• [Tarea asignada]: Transcribe literalmente el fragmento del texto sobre los mártires de Chicago que comienza en "En su seno, las" y termina en "y Oscar Neebe.".

• [Texto de origen]:
--------------------------------------------------
Mientras los grandes poderes económicos capitalistas siguen descargando sus despilfarros sobre las espaldas de los trabajadores, en todo el mundo se recordó el 1 de mayo, en conmemoración a 'los mártires de Chicago'. Siguiendo a aquel grupo de obreros que hace más 120 años pagó con la vida su rebeldía ante la explotación, hoy proliferan, junto con las amenazas y las ejecuciones de despidos, las huelgas, las tomas de fábricas y, en los mejores casos, la puesta en producción de empresas sin patrón.
Corría mayo de 1886 cuando, en Chicago, en los Estados Unidos de Norteamérica, un grupo de trabajadores organizó una movilización popular para reclamar la reducción de la jornada, de 16 a 8 horas. El capitalismo, que ya había sufrido su primer gran crisis, en 1873, iba entrando inexorablemente en su nueva fase, su “fase superior”, como la llamó Lenin: el imperialismo, de la mano de los incipientes monopolios y del avance militar de las metrópoli. Juntos, gobiernos y grupos económicos cada vez más concentrados se iban apropiando ilegítimamente, por la fuerza de la ocupación militar, de las riquezas del continente africano entero, de algunas de Asia, y controlaban económicamente a las naciones políticamente independientes de América Latina.
En su seno, las potencias no podían acallar con unas cuantas reformas legales el descontento de las clases populares, que se iban pauperizando cada vez más. En Chicago, entonces, la lucha obrera llegó al punto en que la represión fue la decidida respuesta de la clase dominante. Más de cinco huelgas, todas combatidas a fuego por el poder político y económico, prologaron a un atentado en el que murieron varios policías. A continuación, un irregular proceso judicial derivó en el encarcelamiento de los dirigentes anarquistas Adolph Fisher, Augusto Spies, Albert Parsons, George Engel, Louis Lingg, Michael Schwab, Samuel Fielden y Oscar Neebe.
--------------------------------------------------
• [Datos extraídos]:
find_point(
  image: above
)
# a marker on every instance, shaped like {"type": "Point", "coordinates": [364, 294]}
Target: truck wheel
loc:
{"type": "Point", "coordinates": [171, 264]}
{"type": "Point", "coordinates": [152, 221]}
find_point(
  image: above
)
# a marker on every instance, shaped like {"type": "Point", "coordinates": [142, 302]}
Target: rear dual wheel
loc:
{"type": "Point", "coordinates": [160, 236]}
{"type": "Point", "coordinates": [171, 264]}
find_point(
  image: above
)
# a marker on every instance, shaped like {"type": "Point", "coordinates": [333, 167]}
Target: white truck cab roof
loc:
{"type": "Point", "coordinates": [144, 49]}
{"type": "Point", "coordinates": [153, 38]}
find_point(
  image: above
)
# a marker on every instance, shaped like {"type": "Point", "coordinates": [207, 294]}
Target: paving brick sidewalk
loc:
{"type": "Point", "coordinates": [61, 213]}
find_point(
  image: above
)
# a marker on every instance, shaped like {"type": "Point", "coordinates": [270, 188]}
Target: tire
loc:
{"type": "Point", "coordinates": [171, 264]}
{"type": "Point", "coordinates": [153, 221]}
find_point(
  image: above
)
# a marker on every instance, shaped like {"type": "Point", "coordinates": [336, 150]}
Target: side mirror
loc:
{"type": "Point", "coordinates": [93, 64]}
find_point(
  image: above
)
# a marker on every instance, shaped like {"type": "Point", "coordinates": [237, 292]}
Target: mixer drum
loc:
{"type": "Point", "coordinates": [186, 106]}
--------------------------------------------------
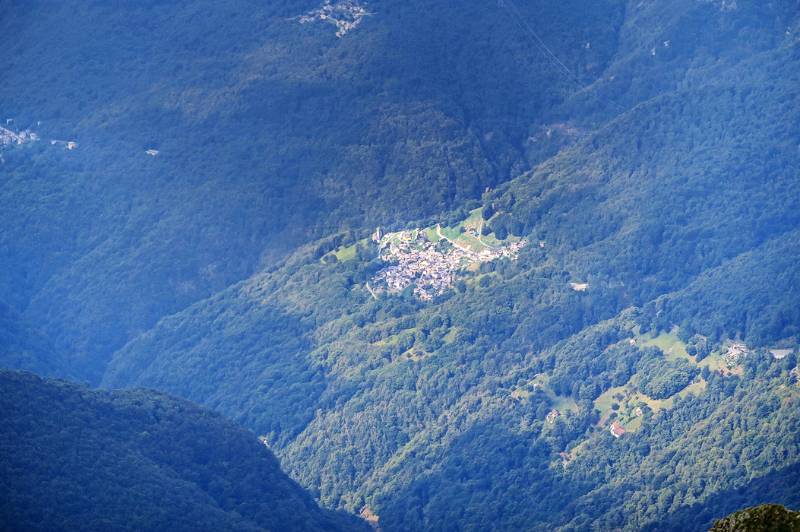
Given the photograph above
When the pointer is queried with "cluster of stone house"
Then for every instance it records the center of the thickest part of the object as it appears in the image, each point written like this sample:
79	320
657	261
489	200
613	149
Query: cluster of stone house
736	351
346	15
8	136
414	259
--------------------------------------------------
• [Solución]:
En su seno, las potencias no podían acallar con unas cuantas reformas legales el descontento de las clases populares, que se iban pauperizando cada vez más. En Chicago, entonces, la lucha obrera llegó al punto en que la represión fue la decidida respuesta de la clase dominante. Más de cinco huelgas, todas combatidas a fuego por el poder político y económico, prologaron a un atentado en el que murieron varios policías. A continuación, un irregular proceso judicial derivó en el encarcelamiento de los dirigentes anarquistas Adolph Fisher, Augusto Spies, Albert Parsons, George Engel, Louis Lingg, Michael Schwab, Samuel Fielden y Oscar Neebe.